| What needs to be done |
Please copy the stretch of the material from the line containing "leg in this picture, where should it go?" through the line containing "[344,276,371,398]", including both of those lines, and write nothing else.

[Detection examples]
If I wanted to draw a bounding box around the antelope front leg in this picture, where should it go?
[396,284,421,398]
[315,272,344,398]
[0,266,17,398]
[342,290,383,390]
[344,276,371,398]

* * *

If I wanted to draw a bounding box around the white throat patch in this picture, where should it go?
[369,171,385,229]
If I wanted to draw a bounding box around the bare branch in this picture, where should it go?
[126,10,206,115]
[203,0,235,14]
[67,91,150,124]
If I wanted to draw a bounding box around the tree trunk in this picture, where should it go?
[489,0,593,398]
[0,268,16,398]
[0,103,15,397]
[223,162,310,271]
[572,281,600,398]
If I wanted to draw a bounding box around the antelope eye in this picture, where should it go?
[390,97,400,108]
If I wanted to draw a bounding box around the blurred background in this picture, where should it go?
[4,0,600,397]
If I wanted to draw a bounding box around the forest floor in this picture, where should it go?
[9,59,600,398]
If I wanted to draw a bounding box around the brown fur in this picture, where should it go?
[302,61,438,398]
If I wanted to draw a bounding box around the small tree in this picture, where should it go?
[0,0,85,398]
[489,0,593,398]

==

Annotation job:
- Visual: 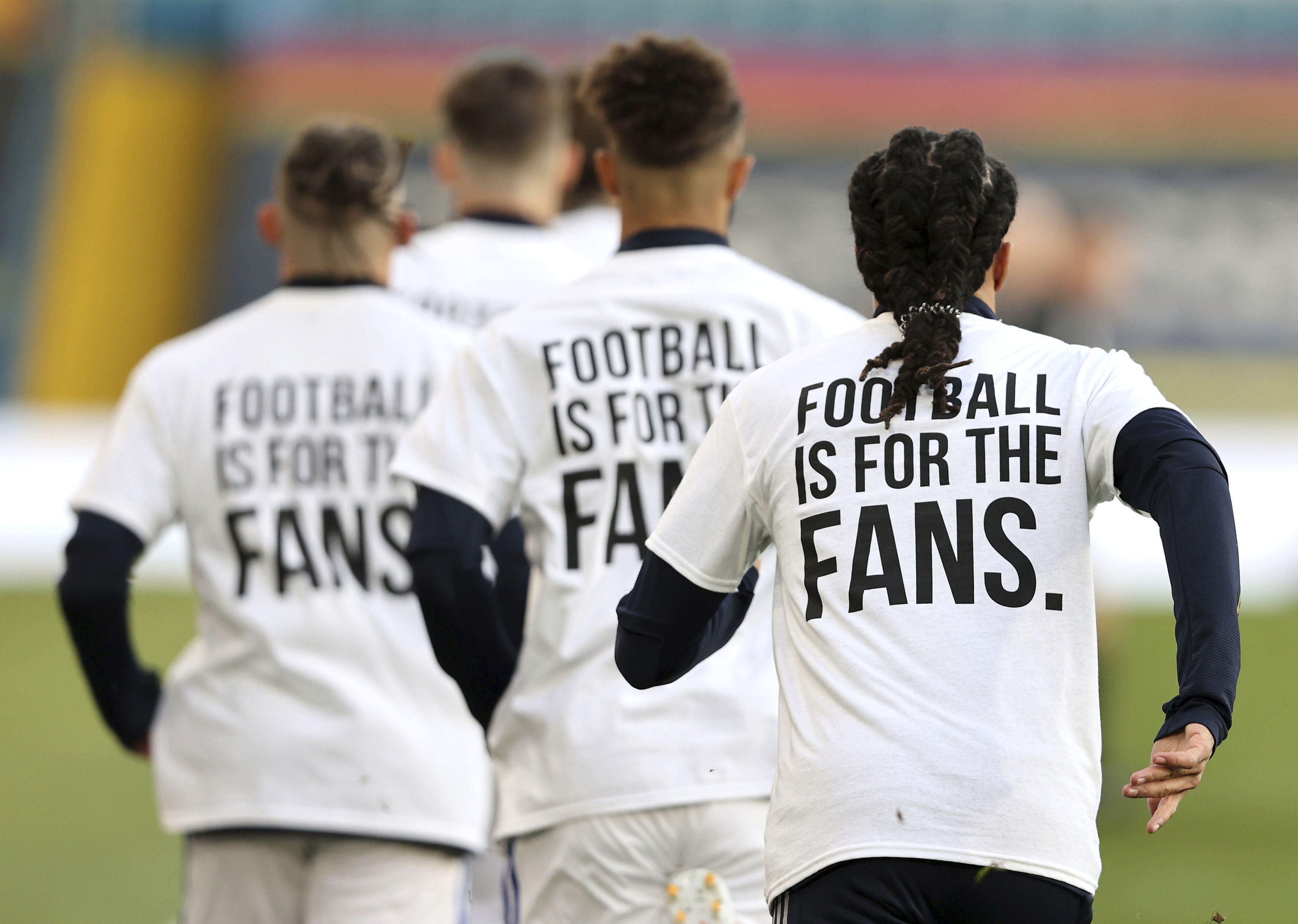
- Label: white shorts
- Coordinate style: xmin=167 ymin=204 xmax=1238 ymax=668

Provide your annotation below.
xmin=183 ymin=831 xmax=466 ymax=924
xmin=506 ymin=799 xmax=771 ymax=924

| In response |
If I wanted to draw a bounding box around the antelope front leg in this picture, where should it go?
[396,284,421,398]
[315,272,344,398]
[0,266,17,398]
[342,290,383,390]
[344,276,371,398]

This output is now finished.